**Excerpted text:**

OpenAI’s latest push into hardware has opened up an entirely new realm of possibilities for the … More
AFP via Getty Images
OpenAI, the famed company behind ChatGPT, released HealthBench, a new standard to measure AI outputs specifically for healthcare use cases. The company indicates that creation of the standard involved the partnership of 262 physicians across 60 countries to develop 5,000 conversations with customized “rubrics” for each to determine the efficacy and quality of responses from models.
The company announced that their vision for the benchmark is to ultimately ensure that healthcare models should be:
Meaningful: AI systems need to be efficacious in real-time clinical scenarios in an impactful way
Trustworthy: models should reflect the standards that trained medical professionals would themselves prioritize
Unsaturated: systems should continue to have the flexibility to grow and expand in order to optimize long-term performance
Furthermore, the company also announced last week that it would be acquiring Jony Ive’s startup IO for $6.5 billion to make its inroads into the world of hardware and devices. Ive is most famous for his contributions to and design of the original iPhone and other flagship products in Apple’s early days of moving into the world of mobile. This move signals OpenAI’s formal commitment to build a device that could potentially integrate its AI work; very little is known about what the device may be, but many are speculating that it will be “unobtrusive [and] fully aware of a user’s life and surroundings.”
Why is all of this important?
The intersection of healthcare and AI is rapidly growing across the ecosystem, especially as technology companies and large hyper-scalers are investing billions of dollars to ramp up models specifically for healthcare use-cases. Additionally, new hardware and devices add an entirely new layer to this phenomenon, as users will be able to better use these devices to interact with their surroundings, track their day-to-day health metrics further and have a true “intelligent companion”– almost akin to having a live concierge clinician with them at all times.
Take for example Meta, which has created one of the most successful open-source models with Llama. Earlier this month, the company released a seminal case study which examined how a major health system (MHS) utilized the Llama 3.1 8B model to generate clinical documentation and ease workflows. Specifically, the model was used to “reduce time spent abstracting data from electronic health records (EHRs) while maintaining patient confidentiality” and alleviate manual clinical annotation tasks and chart review. The study ultimately found that the use of the platform resulted in nearly 70-80% less manual annotations, creating the potential for nearly $176 in savings per patient record. Scaled across large healthcare systems over the course of multiple years, this could lead to potentially billions of dollars saved and thousands of hours recovered from clinical staff. Additionally, their much anticipated Orion glasses product line has massive potential to augment human health capabilities.

**Task objective:**
Please answer these questions on the healthcare AI article above, one a line:
1. How many physicians, from how many countries, helped create HealthBench?
2. For what amount will OpenAI acquire IO?
3. Which Llama model did the major health system use in Meta's case study?

**Extracted entries:**
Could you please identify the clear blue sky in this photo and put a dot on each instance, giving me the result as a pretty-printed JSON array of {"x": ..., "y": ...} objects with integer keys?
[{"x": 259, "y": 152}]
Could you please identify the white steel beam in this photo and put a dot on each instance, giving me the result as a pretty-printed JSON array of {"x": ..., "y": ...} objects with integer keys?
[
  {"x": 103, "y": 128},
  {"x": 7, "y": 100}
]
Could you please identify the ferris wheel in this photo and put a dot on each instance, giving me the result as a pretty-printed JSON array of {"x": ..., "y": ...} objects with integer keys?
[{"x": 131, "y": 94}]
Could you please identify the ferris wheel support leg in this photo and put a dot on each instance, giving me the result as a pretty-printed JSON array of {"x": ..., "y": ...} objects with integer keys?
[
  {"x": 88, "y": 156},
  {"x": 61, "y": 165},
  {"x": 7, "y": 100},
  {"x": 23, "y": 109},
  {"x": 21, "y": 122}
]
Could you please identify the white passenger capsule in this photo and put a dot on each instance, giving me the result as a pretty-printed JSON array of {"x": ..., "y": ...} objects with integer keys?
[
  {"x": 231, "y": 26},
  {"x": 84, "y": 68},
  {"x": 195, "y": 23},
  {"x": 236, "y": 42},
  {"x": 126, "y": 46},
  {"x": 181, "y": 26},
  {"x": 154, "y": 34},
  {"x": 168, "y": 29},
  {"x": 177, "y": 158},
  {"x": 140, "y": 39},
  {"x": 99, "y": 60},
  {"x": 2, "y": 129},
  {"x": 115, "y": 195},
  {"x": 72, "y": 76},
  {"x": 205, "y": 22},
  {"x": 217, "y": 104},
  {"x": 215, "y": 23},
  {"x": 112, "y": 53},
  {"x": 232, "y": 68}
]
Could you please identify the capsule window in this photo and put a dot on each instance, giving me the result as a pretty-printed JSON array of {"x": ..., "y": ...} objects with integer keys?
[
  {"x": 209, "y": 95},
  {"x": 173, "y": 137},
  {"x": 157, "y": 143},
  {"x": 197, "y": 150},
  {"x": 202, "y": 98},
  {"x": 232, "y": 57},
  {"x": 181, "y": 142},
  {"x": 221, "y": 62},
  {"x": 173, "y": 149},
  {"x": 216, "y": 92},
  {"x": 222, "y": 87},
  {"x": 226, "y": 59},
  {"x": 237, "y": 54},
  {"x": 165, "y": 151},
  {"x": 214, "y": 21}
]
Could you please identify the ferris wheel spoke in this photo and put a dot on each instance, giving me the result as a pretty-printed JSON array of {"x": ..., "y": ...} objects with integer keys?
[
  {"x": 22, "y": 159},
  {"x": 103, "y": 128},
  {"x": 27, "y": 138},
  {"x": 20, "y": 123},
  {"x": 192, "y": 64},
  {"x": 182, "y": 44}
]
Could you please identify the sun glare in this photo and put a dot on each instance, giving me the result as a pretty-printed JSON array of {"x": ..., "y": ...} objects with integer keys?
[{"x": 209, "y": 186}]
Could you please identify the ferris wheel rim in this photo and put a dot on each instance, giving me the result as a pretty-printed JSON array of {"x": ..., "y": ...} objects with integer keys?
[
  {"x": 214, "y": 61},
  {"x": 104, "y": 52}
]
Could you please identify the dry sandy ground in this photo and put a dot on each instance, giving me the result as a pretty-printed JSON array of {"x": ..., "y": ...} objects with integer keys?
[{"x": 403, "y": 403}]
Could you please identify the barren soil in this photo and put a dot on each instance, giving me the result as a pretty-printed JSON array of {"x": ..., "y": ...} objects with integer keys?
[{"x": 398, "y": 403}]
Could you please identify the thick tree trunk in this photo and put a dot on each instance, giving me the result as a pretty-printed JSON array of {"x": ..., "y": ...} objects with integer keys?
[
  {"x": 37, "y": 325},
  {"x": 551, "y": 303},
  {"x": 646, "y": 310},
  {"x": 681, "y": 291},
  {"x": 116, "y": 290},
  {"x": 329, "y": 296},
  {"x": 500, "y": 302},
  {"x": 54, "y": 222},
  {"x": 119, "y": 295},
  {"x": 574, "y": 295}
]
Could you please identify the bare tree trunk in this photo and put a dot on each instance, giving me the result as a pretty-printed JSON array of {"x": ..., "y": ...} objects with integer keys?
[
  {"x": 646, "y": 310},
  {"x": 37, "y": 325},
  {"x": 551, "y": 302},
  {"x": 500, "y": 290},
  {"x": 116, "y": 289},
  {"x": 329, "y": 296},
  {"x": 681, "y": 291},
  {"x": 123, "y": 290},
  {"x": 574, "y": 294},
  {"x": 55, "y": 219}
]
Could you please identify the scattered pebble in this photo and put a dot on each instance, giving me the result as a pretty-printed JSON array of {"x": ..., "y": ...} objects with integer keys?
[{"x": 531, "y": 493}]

...

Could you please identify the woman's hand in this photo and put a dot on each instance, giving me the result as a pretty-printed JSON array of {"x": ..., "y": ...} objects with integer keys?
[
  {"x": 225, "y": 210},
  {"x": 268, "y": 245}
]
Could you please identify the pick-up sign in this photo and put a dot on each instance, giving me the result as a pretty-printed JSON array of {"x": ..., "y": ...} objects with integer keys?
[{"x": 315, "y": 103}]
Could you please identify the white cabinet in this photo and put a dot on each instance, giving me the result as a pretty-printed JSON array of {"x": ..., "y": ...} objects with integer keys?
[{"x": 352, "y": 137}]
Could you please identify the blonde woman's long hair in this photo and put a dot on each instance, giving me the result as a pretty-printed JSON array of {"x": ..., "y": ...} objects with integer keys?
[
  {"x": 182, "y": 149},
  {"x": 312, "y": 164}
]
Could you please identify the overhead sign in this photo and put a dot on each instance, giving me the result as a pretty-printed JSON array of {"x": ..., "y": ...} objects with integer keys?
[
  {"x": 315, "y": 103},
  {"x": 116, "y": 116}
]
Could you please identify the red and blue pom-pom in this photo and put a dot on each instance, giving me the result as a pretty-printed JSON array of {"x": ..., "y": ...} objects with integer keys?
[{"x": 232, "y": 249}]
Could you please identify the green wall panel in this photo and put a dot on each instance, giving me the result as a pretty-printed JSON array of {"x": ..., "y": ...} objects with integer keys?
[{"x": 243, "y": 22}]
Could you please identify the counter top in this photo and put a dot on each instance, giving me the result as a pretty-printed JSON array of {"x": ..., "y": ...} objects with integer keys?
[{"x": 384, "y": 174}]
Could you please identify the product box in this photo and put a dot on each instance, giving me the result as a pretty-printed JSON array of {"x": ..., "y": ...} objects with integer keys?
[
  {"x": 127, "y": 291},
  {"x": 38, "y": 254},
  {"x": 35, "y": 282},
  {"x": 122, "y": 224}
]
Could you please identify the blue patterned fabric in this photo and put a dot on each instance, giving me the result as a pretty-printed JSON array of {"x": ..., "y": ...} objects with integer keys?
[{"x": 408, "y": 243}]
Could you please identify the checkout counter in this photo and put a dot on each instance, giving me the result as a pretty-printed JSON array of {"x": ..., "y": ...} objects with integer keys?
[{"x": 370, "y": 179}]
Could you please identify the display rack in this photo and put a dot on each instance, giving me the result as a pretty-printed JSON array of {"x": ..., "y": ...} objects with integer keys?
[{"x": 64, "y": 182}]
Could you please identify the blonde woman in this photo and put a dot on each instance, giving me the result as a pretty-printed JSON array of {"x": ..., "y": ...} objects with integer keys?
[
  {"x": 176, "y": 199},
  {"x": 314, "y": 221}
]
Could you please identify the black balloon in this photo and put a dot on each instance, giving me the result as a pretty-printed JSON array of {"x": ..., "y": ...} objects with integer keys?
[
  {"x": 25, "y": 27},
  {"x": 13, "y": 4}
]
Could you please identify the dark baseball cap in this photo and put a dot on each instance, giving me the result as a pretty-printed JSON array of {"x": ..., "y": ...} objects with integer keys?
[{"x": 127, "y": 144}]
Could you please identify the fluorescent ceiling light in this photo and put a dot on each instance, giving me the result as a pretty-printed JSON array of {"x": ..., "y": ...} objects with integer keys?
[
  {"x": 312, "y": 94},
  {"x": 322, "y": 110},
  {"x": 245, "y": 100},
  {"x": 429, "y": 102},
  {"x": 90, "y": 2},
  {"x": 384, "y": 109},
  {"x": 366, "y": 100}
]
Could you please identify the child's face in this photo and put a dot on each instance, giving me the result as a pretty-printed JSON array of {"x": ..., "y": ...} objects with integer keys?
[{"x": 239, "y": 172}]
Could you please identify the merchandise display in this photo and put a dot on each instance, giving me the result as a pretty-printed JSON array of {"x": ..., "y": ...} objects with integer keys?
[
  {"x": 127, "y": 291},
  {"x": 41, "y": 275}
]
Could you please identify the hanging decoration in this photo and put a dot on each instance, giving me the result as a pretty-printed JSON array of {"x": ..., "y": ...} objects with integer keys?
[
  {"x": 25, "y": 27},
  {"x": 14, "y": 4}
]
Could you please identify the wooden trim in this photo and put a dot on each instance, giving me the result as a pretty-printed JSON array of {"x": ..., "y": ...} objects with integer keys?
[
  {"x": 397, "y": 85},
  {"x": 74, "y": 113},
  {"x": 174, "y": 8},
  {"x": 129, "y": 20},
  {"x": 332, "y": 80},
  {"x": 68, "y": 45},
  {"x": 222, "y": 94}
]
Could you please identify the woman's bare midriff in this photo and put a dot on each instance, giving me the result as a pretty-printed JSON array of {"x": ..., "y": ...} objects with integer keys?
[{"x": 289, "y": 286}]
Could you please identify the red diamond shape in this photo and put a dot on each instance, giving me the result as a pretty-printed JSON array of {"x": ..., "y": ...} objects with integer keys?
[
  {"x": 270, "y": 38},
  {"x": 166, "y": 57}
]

**Answer to the problem:**
1. 262 physicians across 60 countries
2. $6.5 billion
3. Llama 3.1 8B